## TRECHO SELECIONADO
============================================================
Notas militares são como pesquisas eleitorais. Valem por um momento. Daí que jamais lhes faltem afirmações como “o compromisso irrestrito e inabalável das Forças Armadas com a democracia e a Constituição”. É o coldre lustroso da arma. Em março de 64, o general Castello Branco, chefe do Estado-Maior, emitiu nota com garantias à continuidade do regime democrático. Hoje, as madames não precisam da experiência de andar a pé com Deus, pela família e a democracia, porque os caminhões param pelo mesmo golpismo e seus pretextos.

Figura central na elevação de Bolsonaro a candidato representante das Forças Armadas em 2018, o general Eduardo Villas Bôas emite do seu retiro, 15 dias pós-eleição, imediato apoio às notas da Defesa e dos comandantes. Justifica todos os protestos vendo-os como reação a “atentados contra a democracia” praticados pelo Supremo e pelo Tribunal Superior Eleitoral. E não relega as “dúvidas sobre o processo eleitoral”.
============================================================
## INFORMAÇÕES APRESENTADAS

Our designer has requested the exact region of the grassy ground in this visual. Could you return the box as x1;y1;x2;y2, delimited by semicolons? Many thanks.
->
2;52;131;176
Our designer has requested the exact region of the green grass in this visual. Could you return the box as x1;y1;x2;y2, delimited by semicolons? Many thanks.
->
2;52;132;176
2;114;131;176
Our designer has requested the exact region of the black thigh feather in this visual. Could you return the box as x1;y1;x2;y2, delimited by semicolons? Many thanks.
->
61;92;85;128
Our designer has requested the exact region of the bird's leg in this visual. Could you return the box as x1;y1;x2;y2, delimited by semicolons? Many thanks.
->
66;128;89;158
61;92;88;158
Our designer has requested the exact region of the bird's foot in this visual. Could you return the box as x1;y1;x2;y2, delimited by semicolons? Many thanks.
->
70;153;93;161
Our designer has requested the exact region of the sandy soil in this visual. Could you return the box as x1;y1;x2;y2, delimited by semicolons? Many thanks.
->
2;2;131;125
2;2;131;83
============================================================
## COMPLETE O SEGUINTE
1. Segundo o trecho selecionado, quem era o chefe do Estado-Maior que emitiu nota em março de 64?
2. Por favor, copie do trecho selecionado a parte que se inicia pelas palavras que contêm “Notas militares são como” e se encerra em “e seus pretextos.”.

## SOLUÇÕES DAS TAREFAS
1. O general Castello Branco.

2.
Notas militares são como pesquisas eleitorais. Valem por um momento. Daí que jamais lhes faltem afirmações como “o compromisso irrestrito e inabalável das Forças Armadas com a democracia e a Constituição”. É o coldre lustroso da arma. Em março de 64, o general Castello Branco, chefe do Estado-Maior, emitiu nota com garantias à continuidade do regime democrático. Hoje, as madames não precisam da experiência de andar a pé com Deus, pela família e a democracia, porque os caminhões param pelo mesmo golpismo e seus pretextos.